:: Texte source ::

(Source: RTS, Les Beaux Parleurs du 06.04.2025)
Un Beau Parleur ne devrait jamais dire ça ! Pourtant je dois reconnaître que j’ai dit des âneries sur cette antenne, le 23 mars dernier, lorsque nous discutions des conséquences économiques d’un divorce. Pour mémoire, une étude suisse montre que les femmes perdent en moyenne 28% de leur revenu après un divorce et jusqu’à 38% pour celles avec enfants, contre une perte quasi-nulle pour les hommes.
J’ai fait remarquer que cette inégalité vient principalement du fait que les femmes gagnent moins et généralement travaillent moins. Et j’ajoutais que cette situation découlait, pour une part, du fait que la fiscalité des couples mariés est plus lourde que celle de deux personnes ne faisant pas ménage commun. J’avais en tête que, les deux revenus s’additionnant, le taux d’imposition augmente du fait de la progressivité et que cela peut conduire à une désincitation à travailler pour le conjoint le moins bien rémunéré, avec les conséquences en cas de divorce relevées par l’étude dont nous discutions. Sur quoi je concluais que la taxation individuelle dont on parle actuellement sous la Coupole fédérale serait favorable à une meilleure répartition des charges et des revenus au sein du couple.

:::
:: Données recueillies ::

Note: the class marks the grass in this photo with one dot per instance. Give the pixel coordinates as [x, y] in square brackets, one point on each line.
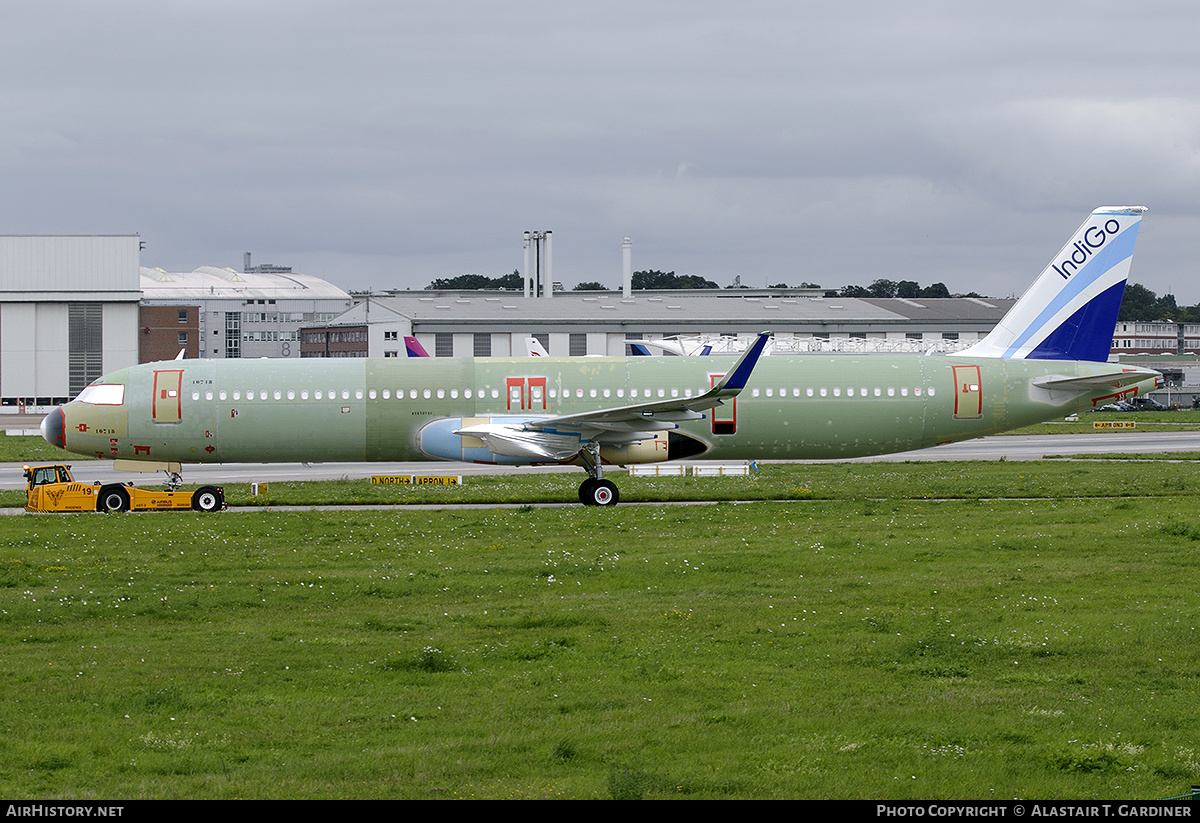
[865, 642]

:::

Exercices:
- a) D'après le texte sur le divorce et la fiscalité, quelle part de leur revenu les femmes perdent-elles en moyenne après un divorce ?
- b) Recopiez le passage du texte sur le divorce et la fiscalité qui commence par « Un Beau Parleur » et se termine par « pour les hommes. ».
- c) Rédigez la suite du texte sur le divorce et la fiscalité, à partir de sa dernière phrase.
La liste n'a aucun lien avec le texte sur le divorce et la fiscalité.

Corrigé:
- a) Elles perdent en moyenne 28 % de leur revenu.

- b)
Un Beau Parleur ne devrait jamais dire ça ! Pourtant je dois reconnaître que j’ai dit des âneries sur cette antenne, le 23 mars dernier, lorsque nous discutions des conséquences économiques d’un divorce. Pour mémoire, une étude suisse montre que les femmes perdent en moyenne 28% de leur revenu après un divorce et jusqu’à 38% pour celles avec enfants, contre une perte quasi-nulle pour les hommes.

- c)
Cela a fait réagir mon contradicteur du jour, Yves Rossier, qui m’a sèchement interrompu pour dire, je cite, que «le taux d’imposition est plus faible» pour les couples mariés.
En rentrant chez moi, convaincu d’avoir dit une énorme ânerie, je me suis soudain rappelé que le canton de Vaud connaissait le quotient familial, qui divise, par exemple par 1,8 et non pas par 2, les revenus additionnés d’un couple sans enfants, ce qui entraîne un taux d’imposition plus élevé, alors que le canton de Fribourg, où vivait Yves Rossier, ne connaît pas cette particularité.
Plutôt que de me plonger dans les textes de loi et les barèmes fiscaux, j’ai posé à mon IA favorite la question de savoir comment est imposé un couple sans enfants, quand monsieur gagne 80’000.- francs et madame 20’000.-… La réponse est environ 9’500.- sur Fribourg, qu’ils soient mariés ou divorcés, mais, sur Vaud, 4’700.- s’ils sont mariés et 12’600.- s’ils sont divorcés, soit presque le triple (!). J’avais doublement faux, puisque la fiscalité vaudoise est extrêmement favorable aux couples mariés !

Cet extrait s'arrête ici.